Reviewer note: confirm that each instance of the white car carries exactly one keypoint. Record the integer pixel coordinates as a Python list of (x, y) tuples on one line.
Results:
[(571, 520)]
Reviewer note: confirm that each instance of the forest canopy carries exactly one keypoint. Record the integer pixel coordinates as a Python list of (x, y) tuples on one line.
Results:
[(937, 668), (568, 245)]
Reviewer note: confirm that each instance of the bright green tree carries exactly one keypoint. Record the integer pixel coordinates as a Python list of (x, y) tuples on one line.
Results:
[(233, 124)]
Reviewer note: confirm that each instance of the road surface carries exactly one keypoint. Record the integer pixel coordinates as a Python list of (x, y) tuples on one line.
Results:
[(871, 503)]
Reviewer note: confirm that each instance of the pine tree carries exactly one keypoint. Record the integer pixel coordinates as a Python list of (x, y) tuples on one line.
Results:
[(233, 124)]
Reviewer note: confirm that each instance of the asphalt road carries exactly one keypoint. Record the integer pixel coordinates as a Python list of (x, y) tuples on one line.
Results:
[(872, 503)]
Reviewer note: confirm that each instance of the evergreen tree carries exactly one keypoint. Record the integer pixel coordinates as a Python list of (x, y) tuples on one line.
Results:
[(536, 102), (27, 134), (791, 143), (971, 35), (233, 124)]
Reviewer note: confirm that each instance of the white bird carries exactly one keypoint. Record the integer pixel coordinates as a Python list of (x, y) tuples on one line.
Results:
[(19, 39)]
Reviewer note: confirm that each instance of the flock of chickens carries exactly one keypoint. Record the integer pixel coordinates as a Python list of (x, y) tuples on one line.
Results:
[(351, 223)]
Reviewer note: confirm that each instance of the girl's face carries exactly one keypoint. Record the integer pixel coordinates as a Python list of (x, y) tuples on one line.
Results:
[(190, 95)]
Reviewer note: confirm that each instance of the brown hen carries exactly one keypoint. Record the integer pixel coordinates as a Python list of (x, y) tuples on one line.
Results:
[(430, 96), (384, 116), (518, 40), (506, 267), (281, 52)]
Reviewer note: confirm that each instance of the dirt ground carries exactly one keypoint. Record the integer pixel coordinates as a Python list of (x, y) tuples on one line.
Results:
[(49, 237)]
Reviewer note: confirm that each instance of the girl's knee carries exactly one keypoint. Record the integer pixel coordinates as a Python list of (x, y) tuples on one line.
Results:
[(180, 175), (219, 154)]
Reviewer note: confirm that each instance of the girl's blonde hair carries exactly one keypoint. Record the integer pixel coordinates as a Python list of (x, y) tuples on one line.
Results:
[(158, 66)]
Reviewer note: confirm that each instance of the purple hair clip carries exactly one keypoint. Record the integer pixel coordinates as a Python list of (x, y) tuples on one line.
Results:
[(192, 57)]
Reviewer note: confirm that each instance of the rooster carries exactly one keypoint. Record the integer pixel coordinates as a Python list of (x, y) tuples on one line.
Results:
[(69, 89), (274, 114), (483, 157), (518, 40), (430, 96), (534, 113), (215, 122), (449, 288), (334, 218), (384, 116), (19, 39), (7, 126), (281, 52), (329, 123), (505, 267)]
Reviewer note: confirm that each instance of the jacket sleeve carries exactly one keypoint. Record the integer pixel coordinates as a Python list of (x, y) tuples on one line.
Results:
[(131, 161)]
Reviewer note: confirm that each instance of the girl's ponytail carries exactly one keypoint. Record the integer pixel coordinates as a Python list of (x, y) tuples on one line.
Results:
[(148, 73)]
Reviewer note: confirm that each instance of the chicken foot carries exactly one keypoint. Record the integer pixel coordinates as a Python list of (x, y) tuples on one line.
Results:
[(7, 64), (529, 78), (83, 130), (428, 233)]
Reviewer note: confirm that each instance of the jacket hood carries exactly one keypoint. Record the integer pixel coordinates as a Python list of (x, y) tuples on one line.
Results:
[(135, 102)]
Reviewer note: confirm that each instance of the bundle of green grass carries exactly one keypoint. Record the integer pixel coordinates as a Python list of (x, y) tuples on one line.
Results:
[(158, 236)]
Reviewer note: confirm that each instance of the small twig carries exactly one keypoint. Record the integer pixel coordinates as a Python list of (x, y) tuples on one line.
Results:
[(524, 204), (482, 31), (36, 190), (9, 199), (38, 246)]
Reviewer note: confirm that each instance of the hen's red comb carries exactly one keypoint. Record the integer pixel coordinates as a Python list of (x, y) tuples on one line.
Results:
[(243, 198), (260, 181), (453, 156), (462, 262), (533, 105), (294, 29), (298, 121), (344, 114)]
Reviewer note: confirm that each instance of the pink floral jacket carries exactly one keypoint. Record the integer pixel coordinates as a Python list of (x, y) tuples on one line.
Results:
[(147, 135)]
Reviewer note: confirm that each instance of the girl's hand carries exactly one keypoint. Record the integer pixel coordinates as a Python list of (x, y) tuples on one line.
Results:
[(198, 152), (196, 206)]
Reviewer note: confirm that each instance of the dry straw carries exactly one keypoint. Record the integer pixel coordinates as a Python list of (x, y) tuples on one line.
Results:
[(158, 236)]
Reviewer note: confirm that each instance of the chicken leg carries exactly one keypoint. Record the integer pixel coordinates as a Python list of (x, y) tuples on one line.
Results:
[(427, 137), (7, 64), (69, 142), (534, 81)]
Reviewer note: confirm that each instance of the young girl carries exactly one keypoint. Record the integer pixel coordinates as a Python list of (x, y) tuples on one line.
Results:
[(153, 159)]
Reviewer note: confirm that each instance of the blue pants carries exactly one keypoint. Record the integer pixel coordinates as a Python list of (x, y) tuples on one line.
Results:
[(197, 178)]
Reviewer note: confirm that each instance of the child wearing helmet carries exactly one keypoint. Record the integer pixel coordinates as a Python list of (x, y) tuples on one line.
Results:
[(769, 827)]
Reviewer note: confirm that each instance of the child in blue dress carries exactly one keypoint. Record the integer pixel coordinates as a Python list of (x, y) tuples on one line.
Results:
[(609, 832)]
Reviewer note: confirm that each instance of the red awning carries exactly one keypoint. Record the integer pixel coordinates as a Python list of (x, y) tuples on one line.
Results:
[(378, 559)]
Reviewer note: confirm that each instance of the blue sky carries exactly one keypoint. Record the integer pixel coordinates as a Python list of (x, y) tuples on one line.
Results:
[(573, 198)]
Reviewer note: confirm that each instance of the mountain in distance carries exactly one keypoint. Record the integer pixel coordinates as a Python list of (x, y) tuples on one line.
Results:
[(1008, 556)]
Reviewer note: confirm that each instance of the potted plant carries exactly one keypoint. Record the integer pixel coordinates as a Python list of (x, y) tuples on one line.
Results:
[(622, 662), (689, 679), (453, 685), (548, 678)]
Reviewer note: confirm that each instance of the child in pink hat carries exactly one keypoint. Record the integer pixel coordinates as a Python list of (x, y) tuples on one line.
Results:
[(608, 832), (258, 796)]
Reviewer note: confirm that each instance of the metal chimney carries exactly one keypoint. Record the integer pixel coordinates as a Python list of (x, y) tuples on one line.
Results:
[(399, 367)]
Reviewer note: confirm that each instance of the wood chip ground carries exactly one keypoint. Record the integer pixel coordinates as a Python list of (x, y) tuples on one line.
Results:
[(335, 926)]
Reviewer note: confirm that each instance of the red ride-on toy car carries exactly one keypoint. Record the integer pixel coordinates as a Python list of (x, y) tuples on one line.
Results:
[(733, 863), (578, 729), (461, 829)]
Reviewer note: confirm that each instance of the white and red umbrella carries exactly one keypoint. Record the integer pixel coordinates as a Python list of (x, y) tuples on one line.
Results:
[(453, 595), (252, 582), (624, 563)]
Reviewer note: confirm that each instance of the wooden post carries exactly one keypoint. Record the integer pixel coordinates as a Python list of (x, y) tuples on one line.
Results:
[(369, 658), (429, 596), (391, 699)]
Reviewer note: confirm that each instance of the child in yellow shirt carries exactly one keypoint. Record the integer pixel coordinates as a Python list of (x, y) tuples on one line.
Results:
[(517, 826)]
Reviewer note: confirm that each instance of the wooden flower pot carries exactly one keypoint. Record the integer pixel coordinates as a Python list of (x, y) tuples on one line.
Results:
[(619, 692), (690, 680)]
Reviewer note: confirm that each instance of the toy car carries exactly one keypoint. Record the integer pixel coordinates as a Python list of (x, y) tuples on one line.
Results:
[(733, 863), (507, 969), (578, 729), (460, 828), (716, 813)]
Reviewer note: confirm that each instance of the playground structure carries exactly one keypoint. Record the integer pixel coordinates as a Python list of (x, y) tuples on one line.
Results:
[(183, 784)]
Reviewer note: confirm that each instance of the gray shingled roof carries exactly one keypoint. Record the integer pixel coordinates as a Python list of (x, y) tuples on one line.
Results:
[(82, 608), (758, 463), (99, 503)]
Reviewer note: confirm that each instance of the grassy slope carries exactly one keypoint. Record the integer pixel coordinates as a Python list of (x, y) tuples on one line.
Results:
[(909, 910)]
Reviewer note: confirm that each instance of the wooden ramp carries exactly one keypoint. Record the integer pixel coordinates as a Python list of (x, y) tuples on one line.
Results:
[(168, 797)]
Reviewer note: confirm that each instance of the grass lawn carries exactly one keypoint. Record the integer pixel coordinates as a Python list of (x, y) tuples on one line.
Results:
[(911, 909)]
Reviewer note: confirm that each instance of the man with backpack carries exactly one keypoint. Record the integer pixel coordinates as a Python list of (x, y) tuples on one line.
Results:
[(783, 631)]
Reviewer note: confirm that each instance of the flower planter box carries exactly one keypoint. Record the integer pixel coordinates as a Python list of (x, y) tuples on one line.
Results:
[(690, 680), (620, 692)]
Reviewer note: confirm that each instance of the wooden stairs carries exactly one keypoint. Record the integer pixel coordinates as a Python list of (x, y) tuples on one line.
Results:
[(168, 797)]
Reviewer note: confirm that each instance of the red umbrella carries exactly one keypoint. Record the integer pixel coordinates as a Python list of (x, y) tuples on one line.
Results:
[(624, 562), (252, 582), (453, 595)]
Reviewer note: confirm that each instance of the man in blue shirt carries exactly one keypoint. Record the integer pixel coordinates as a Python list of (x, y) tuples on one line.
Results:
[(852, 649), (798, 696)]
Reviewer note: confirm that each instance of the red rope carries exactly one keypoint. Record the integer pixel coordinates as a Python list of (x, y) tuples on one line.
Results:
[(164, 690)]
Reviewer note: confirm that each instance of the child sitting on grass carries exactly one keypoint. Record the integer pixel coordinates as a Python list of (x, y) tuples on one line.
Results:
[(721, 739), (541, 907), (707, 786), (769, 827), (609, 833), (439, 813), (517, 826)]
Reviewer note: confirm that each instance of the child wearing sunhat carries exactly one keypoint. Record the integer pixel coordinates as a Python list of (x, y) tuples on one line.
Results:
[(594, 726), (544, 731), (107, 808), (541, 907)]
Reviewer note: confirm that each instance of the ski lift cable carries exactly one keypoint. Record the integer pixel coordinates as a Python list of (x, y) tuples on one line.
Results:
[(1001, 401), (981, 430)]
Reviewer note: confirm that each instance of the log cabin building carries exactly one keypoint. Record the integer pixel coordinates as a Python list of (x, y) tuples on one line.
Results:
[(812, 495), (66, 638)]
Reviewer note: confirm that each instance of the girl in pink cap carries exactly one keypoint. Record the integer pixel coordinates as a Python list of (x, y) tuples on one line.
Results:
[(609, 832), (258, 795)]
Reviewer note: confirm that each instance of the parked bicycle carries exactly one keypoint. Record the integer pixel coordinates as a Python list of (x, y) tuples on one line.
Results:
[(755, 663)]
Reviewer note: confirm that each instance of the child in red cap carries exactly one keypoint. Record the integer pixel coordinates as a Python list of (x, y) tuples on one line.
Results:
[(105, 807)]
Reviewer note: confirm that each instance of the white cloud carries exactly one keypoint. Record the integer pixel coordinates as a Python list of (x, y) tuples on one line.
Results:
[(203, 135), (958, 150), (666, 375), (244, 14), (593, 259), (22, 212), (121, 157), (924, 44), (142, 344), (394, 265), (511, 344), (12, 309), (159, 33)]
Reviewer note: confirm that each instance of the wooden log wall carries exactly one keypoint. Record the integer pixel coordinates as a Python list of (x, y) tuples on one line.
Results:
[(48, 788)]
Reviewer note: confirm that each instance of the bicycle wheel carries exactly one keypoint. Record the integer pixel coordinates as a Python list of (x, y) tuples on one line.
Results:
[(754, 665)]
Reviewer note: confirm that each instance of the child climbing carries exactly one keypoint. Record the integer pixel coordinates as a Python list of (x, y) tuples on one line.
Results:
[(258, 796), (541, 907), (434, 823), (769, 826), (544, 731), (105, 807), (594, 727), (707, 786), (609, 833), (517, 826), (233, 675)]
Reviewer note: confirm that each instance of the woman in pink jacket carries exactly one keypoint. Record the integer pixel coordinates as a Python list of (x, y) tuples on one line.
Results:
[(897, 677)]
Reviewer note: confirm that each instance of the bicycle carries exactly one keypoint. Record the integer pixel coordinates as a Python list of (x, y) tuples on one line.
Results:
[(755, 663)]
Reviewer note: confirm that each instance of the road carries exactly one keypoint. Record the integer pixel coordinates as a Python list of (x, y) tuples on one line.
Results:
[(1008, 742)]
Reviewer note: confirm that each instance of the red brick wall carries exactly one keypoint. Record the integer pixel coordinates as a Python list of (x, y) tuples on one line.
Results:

» Your goal
Return verbatim the lines above, starting at the very first one and stopping after the line that contains "[(937, 668), (568, 245)]".

» Solution for this exercise
Reviewer note: confirm that each instance of the white car carries exactly one keypoint. Record the integer pixel coordinates as a Python list of (x, y) tuples on one line.
Results:
[(571, 520)]
Reviewer note: confirm that each instance of the forest canopy carries exactly one keypoint. Record the integer pixel coordinates as a Python list of (x, y) tuples on one line.
Results:
[(937, 668), (568, 245)]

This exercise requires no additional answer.